Photo labels with bounding boxes
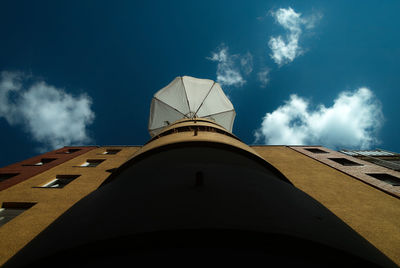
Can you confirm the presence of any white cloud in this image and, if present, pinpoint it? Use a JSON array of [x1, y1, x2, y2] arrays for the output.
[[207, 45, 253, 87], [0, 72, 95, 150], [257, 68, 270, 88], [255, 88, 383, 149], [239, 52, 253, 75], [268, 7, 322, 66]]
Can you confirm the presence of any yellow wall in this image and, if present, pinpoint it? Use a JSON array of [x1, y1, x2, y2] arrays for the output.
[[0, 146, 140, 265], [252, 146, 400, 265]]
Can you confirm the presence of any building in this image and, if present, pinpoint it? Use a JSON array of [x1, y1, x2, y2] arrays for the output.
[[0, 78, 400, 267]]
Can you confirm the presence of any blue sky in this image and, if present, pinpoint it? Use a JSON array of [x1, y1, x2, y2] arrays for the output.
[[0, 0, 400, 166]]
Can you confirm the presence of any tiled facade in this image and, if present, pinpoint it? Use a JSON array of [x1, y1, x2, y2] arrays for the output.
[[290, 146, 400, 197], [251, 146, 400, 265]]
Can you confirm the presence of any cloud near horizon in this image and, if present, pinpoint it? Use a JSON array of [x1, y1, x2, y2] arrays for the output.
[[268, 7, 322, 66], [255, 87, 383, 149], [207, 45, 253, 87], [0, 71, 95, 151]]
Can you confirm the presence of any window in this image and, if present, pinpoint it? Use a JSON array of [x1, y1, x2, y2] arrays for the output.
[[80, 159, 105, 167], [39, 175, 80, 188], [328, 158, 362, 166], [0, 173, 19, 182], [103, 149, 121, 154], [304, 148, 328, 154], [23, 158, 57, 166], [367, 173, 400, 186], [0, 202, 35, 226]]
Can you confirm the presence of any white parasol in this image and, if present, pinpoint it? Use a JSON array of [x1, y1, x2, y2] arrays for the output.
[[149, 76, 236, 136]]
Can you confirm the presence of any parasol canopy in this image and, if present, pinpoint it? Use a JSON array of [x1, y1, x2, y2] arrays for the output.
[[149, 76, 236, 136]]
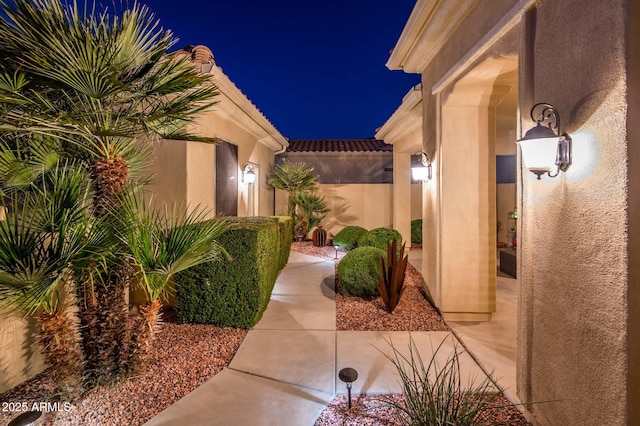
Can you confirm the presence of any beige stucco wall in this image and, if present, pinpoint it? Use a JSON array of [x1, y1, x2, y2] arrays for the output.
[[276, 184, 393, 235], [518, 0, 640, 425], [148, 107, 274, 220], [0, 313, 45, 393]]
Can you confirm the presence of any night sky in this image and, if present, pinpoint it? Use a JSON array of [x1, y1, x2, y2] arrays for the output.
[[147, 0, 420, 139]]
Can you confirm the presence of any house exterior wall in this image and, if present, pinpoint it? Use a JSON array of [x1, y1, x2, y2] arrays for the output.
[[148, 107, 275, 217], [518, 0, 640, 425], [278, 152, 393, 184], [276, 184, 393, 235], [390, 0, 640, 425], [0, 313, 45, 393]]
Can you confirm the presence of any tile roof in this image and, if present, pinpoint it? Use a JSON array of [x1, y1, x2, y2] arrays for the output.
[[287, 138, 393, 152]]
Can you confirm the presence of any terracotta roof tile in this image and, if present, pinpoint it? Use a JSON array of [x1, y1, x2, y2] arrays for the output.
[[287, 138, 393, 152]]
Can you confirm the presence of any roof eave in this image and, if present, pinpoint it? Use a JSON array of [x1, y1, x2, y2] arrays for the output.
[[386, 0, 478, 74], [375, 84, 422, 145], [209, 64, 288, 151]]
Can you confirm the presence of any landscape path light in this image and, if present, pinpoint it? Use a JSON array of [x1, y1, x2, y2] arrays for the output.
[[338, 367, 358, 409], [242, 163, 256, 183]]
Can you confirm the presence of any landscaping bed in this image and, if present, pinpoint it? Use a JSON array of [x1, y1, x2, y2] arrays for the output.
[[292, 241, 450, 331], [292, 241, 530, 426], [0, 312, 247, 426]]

#### [Exercise task]
Write out all the rows above as a numbered list, skipping blank lines and leaving the pictures out.

#### [Output of the task]
1. Can you confirm the presence of any white cloud in this image and, if present, pinpoint it? Use a JSON array of [x1, y1, x2, y2] arrays for the output.
2. [[207, 45, 253, 87], [0, 72, 95, 150], [257, 68, 270, 88], [255, 88, 383, 149], [239, 52, 253, 75], [268, 7, 322, 66]]
3. Can you confirm the presence of any yellow wall in this image and, if present, pinpoint it? Use a JSON array of [x1, y1, x2, y2] arrays for the output.
4. [[0, 146, 140, 265], [252, 146, 400, 265]]
5. Can you confirm the presence of any building in this image and, if present, pinpoint it? Use a JSON array of [x1, y1, x2, y2] arrays for the output.
6. [[0, 78, 400, 267]]
7. Can you confirm the presence of any blue sky in this image and, if present, pinpoint it? Use a JSON array of [x1, y1, x2, y2] arrays for the output.
8. [[0, 0, 400, 166]]
9. Can you confirm the presence of any tiled facade in this image and, if present, pinpoint it? Use a JSON array of [x1, y1, x2, y2] arrays for the output.
10. [[290, 146, 400, 197], [251, 146, 400, 265]]
11. Can you confirm the presence of any cloud near horizon in this image and, if present, pinpoint it? Use a JSON array of [x1, y1, x2, y2] arrays for the output.
12. [[268, 7, 322, 66], [255, 87, 383, 149], [207, 45, 253, 87], [0, 71, 95, 151]]
13. Can you confirm the presence of any window in this image and, if present, pinpoint it? Use a JSON array of [x1, y1, x2, y2] arrays for the output.
14. [[80, 159, 105, 167], [39, 175, 80, 188], [328, 158, 362, 166], [0, 173, 19, 182], [103, 149, 121, 154], [304, 148, 328, 154], [23, 158, 57, 166], [367, 173, 400, 186], [0, 202, 35, 226]]
15. Can you confirm the presence of any white parasol in this image and, if present, pinpoint it? Use a JSON array of [x1, y1, x2, y2] arrays for the output.
16. [[149, 76, 236, 136]]
17. Can you confirm the presence of any parasol canopy in this image and, if present, pinpoint it? Use a JSON array of [x1, y1, x2, y2] arrays for the output.
18. [[149, 76, 236, 136]]
19. Can you confirm the presence of any beige stucco wall in this image and, if present, pinpoint it? Use a JSON array of [x1, y1, x2, y2] arrays for the output.
20. [[276, 184, 393, 235], [518, 0, 640, 425], [148, 107, 274, 220], [0, 313, 45, 393]]
21. Can you confirm the presence of any night sky in this image and, if present, pinpoint it? Use a JSON array of [x1, y1, x2, y2] arrays for the output.
22. [[147, 0, 420, 139]]
23. Can you confirm the presence of any house exterior wall in this image and, if present, pinpoint it? Use a JSON array of [x1, y1, x2, y2] arrays for the output.
24. [[148, 107, 275, 217], [518, 0, 640, 425], [278, 152, 393, 184], [276, 184, 393, 235], [390, 0, 640, 425], [0, 313, 45, 393]]
25. Can you confirm the presence of any tile roof in this image and, if present, pinpoint it? Use a JSON array of [x1, y1, x2, y2] arrays for the output.
26. [[287, 138, 393, 152]]
27. Can you confirm the presence of any terracotta roof tile in this image and, if present, pinpoint it? Use a JSON array of [x1, y1, x2, y2] arrays for the output.
28. [[287, 138, 393, 152]]
29. Can you confirm the presence of any roof eave in this image and, if present, pinpoint it? Use a JSON array of [x1, y1, x2, y2] arrays for the output.
30. [[386, 0, 478, 74], [375, 84, 422, 145], [209, 64, 288, 151]]
31. Can you confirm the presence of any landscape path light in this image and, if present, pinpoint it? Use a JSON array of [x1, y1, x2, y2] arrays for the output.
32. [[338, 367, 358, 409], [242, 163, 256, 183]]
33. Can you confirm the presence of any landscaping bed in this image and, if present, pinpoint it? Use a JSON array of [x1, y1, x2, y2] arrays for the output.
34. [[292, 241, 450, 331], [292, 241, 530, 426], [0, 312, 247, 426]]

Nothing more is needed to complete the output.